── RECORDED INFORMATION

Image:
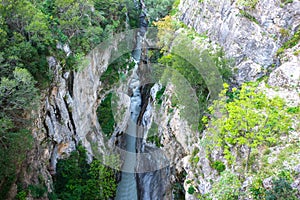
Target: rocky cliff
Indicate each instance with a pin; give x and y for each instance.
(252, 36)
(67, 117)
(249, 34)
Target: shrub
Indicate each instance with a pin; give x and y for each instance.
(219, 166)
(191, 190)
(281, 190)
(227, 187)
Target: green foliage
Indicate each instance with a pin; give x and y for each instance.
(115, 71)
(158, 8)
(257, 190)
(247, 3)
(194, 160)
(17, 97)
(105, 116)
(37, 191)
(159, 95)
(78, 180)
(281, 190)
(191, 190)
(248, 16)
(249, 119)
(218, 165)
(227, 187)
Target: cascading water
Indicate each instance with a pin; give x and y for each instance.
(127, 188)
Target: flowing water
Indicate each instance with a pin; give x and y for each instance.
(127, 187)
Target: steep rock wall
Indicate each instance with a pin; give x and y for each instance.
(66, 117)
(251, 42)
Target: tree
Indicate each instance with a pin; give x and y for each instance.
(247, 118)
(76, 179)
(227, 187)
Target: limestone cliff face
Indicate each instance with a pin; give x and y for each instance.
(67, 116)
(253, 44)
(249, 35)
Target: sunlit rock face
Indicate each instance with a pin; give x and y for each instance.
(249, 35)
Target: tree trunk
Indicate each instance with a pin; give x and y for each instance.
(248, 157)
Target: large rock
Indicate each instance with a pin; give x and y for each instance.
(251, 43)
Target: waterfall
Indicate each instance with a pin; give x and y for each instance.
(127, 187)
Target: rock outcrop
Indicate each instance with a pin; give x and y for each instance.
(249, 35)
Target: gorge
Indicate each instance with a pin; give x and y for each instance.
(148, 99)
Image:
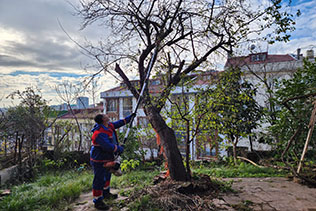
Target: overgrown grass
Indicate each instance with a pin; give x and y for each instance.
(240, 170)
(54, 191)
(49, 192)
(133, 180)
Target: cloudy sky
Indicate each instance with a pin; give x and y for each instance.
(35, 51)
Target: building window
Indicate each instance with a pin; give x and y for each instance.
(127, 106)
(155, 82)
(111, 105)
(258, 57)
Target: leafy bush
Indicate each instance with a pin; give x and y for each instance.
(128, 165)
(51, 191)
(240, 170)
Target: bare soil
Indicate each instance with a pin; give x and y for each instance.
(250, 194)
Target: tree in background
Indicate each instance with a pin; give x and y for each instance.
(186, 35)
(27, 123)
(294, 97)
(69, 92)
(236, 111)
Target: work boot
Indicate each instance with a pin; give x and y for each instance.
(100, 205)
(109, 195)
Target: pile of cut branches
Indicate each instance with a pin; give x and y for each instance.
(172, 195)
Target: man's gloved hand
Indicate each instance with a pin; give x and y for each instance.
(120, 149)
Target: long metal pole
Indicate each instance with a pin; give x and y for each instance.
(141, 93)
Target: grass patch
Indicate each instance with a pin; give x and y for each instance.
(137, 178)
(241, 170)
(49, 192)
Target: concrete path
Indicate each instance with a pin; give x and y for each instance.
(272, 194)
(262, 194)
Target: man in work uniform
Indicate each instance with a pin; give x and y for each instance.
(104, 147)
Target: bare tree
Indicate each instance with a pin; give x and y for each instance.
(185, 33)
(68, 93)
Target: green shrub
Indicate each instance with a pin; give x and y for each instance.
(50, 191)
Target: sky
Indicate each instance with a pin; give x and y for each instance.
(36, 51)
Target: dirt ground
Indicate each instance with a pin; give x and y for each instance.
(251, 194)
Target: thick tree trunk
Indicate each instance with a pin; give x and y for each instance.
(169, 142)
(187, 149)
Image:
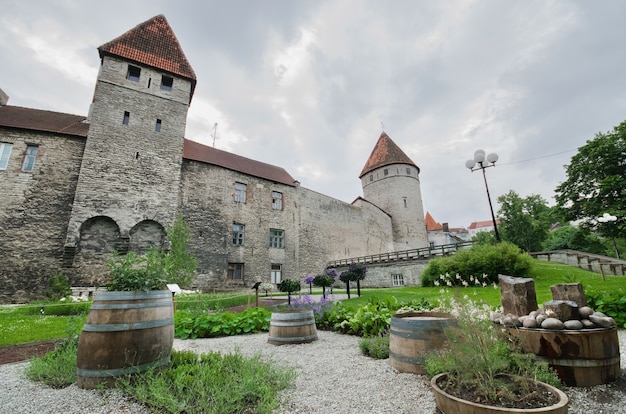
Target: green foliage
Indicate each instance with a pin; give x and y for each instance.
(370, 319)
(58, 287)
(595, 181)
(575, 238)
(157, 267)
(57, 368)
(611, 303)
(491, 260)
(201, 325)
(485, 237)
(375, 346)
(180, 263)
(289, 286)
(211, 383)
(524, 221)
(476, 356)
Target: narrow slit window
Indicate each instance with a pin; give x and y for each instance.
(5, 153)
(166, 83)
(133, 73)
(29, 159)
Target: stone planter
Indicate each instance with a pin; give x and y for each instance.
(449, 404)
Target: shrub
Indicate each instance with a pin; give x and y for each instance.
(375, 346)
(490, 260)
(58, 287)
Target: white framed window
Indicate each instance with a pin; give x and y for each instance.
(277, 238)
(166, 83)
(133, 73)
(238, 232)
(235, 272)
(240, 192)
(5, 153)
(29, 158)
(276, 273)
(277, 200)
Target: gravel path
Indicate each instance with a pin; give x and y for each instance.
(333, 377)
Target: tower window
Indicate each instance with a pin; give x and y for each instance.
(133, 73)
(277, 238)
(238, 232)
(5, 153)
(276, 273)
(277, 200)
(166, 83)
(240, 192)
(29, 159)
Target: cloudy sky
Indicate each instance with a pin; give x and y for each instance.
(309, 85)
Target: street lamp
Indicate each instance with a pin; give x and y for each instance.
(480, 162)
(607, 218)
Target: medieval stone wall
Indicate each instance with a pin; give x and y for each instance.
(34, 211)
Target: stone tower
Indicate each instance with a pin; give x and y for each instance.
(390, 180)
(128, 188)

────
── RECORDED INFORMATION

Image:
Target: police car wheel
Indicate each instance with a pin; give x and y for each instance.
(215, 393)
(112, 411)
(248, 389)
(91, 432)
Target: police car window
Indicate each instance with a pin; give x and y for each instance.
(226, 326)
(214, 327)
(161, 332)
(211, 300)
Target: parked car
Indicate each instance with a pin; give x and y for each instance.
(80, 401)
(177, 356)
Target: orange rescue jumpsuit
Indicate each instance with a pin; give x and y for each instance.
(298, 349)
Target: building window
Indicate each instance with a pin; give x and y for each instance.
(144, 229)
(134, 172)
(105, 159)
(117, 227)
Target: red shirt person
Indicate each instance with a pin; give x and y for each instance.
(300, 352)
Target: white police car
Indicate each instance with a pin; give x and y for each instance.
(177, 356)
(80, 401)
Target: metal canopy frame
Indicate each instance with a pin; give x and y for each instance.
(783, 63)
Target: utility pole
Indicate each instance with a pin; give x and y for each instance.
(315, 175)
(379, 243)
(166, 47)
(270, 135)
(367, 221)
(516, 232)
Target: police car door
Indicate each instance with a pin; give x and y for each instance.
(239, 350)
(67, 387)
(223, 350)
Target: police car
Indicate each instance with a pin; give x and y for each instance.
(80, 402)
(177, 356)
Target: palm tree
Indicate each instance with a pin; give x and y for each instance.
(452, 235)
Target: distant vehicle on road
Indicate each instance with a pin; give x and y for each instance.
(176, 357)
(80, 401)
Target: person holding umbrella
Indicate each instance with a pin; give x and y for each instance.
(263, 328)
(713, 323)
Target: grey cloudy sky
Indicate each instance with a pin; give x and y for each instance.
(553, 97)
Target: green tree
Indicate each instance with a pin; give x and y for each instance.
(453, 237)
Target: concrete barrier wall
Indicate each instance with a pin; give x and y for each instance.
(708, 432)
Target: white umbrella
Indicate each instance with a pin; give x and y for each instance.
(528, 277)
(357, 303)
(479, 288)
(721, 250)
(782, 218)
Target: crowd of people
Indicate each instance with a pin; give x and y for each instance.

────

WHAT TO PRODUCE.
For the string "face", find every line of the material that contains it, and copy each one.

RESPONSE BOX.
Target: limestone cliff face
Target: sunlit rock face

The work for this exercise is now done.